Stored data ::
* * * * * * * * *
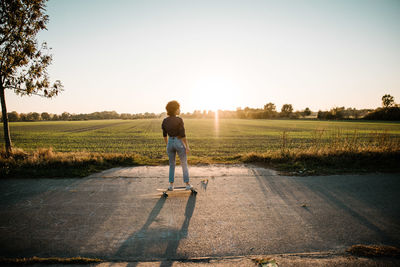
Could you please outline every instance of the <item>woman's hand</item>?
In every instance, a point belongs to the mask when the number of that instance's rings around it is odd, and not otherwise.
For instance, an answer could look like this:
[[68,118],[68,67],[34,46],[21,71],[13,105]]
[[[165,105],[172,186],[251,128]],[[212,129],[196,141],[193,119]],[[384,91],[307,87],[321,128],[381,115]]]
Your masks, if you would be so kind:
[[181,140],[182,140],[183,145],[184,145],[185,148],[186,148],[186,155],[189,155],[189,153],[190,153],[190,148],[189,148],[188,141],[186,140],[186,137],[183,137]]

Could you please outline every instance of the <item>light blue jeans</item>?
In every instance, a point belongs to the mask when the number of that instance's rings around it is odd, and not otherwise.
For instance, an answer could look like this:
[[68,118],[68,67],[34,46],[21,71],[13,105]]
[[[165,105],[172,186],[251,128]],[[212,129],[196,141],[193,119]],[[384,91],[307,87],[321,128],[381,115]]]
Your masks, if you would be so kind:
[[187,165],[186,148],[178,137],[168,137],[167,154],[169,158],[169,182],[173,183],[175,178],[175,158],[178,153],[181,160],[183,182],[189,182],[189,169]]

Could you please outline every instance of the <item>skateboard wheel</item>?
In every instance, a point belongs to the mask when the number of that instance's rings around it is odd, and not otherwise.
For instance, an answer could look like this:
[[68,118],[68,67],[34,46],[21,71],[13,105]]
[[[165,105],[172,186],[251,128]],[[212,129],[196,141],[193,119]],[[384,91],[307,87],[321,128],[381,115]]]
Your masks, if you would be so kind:
[[168,194],[167,193],[163,193],[163,197],[167,198]]

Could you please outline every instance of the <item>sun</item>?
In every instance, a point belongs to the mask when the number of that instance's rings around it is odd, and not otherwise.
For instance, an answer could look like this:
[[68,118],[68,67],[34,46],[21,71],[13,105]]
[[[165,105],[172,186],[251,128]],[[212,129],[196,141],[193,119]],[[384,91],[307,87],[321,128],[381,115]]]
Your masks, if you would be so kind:
[[198,80],[192,94],[200,110],[234,110],[240,101],[237,84],[221,76]]

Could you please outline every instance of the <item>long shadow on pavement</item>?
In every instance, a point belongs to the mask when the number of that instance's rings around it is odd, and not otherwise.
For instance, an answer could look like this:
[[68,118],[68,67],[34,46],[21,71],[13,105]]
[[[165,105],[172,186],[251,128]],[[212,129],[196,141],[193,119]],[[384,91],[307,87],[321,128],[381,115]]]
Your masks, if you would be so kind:
[[[125,240],[115,253],[115,256],[123,258],[127,255],[135,255],[140,260],[141,257],[146,257],[146,255],[152,254],[152,251],[157,251],[161,247],[165,248],[165,250],[164,254],[159,255],[164,260],[160,266],[172,266],[173,262],[170,260],[178,258],[177,250],[179,243],[187,237],[190,219],[196,206],[196,196],[189,196],[185,208],[185,218],[179,230],[165,228],[151,229],[151,224],[157,221],[157,216],[164,207],[166,200],[166,198],[160,197],[142,228]],[[155,255],[157,254],[156,252]],[[138,262],[128,264],[130,267],[137,265]]]
[[[160,197],[157,203],[154,205],[153,209],[151,210],[149,217],[147,218],[145,224],[142,228],[135,232],[132,236],[127,238],[122,246],[118,249],[115,253],[116,256],[121,256],[123,254],[133,252],[135,254],[143,255],[146,249],[146,237],[148,236],[148,229],[150,225],[155,221],[158,214],[160,213],[161,209],[165,204],[165,198]],[[131,263],[129,266],[136,266],[137,263]]]
[[[168,245],[165,250],[165,258],[166,259],[174,259],[177,257],[176,252],[178,250],[179,243],[182,240],[182,238],[185,238],[187,236],[190,219],[193,216],[193,211],[194,211],[195,206],[196,206],[196,195],[191,194],[186,203],[185,220],[183,221],[181,229],[178,231],[179,239],[168,241]],[[160,267],[172,266],[172,263],[173,263],[172,261],[163,261],[161,263]]]
[[[336,216],[329,219],[329,224],[336,222],[333,225],[342,227],[340,231],[348,233],[347,238],[349,239],[351,237],[350,229],[357,229],[358,225],[368,229],[368,235],[366,234],[362,238],[368,242],[399,245],[398,235],[393,235],[398,233],[399,228],[388,226],[388,222],[393,225],[398,223],[396,218],[398,218],[399,206],[395,192],[398,192],[399,182],[389,183],[382,181],[384,178],[376,181],[366,176],[354,176],[352,183],[348,184],[350,181],[347,181],[344,176],[330,178],[335,180],[325,177],[280,177],[276,179],[276,177],[262,177],[256,171],[253,171],[253,174],[266,197],[271,193],[279,196],[289,209],[293,209],[300,218],[310,224],[315,224],[316,221],[320,221],[321,224],[326,223],[325,219],[320,216],[326,216],[332,212],[317,210],[314,213],[315,207],[311,207],[311,209],[305,207],[303,210],[308,212],[305,214],[294,208],[301,204],[299,203],[301,199],[309,199],[314,202],[314,205],[320,205],[316,200],[322,200],[322,203],[325,203],[324,208],[336,210]],[[267,188],[270,192],[266,191]],[[351,202],[348,202],[349,200]],[[354,206],[356,203],[357,205]],[[391,212],[384,212],[388,205],[391,206]],[[378,212],[382,214],[382,217],[373,216]],[[342,216],[348,219],[341,219]],[[327,236],[320,227],[315,228],[315,231],[315,235],[320,234],[326,241],[336,240],[340,243],[338,236]]]
[[[310,188],[313,188],[315,192],[321,198],[323,198],[327,203],[330,203],[335,208],[341,210],[343,213],[351,216],[359,224],[363,225],[364,227],[368,228],[372,233],[375,233],[377,236],[379,236],[380,242],[390,245],[399,244],[399,240],[394,238],[391,235],[391,233],[388,232],[388,229],[382,229],[378,224],[375,223],[375,221],[378,220],[379,218],[367,217],[367,215],[362,214],[361,211],[354,209],[351,206],[351,204],[346,203],[341,198],[341,194],[344,195],[345,192],[340,194],[338,192],[333,192],[332,190],[329,190],[323,186],[318,186],[318,185],[314,185],[313,187]],[[353,197],[359,201],[362,200],[362,198],[359,195],[353,195]],[[373,196],[371,196],[371,198],[373,198]]]
[[[48,208],[73,201],[75,191],[84,179],[4,179],[0,181],[0,256],[46,256],[51,247],[57,252],[74,250],[67,242],[51,239],[48,231],[60,229],[67,219],[60,210]],[[51,206],[50,206],[51,207]],[[61,211],[62,212],[62,211]],[[45,218],[45,219],[44,219]],[[40,236],[40,238],[38,238]],[[54,244],[57,242],[57,246]],[[60,244],[61,243],[61,244]],[[42,253],[42,254],[40,254]],[[63,254],[61,254],[63,255]],[[61,256],[60,255],[60,256]]]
* * * * * * * * *
Required action :: Wherever the string "please" appears in a line of the records, copy that line.

Written solution ::
Could you please outline every instance of the <item>woman's hand</item>?
Could you please outline every instance of the <item>light blue jeans</item>?
Could you please outline every instance of the <item>skateboard wheel</item>?
Could you please outline every instance of the <item>sun</item>?
Could you please outline every instance of the <item>long shadow on pavement</item>?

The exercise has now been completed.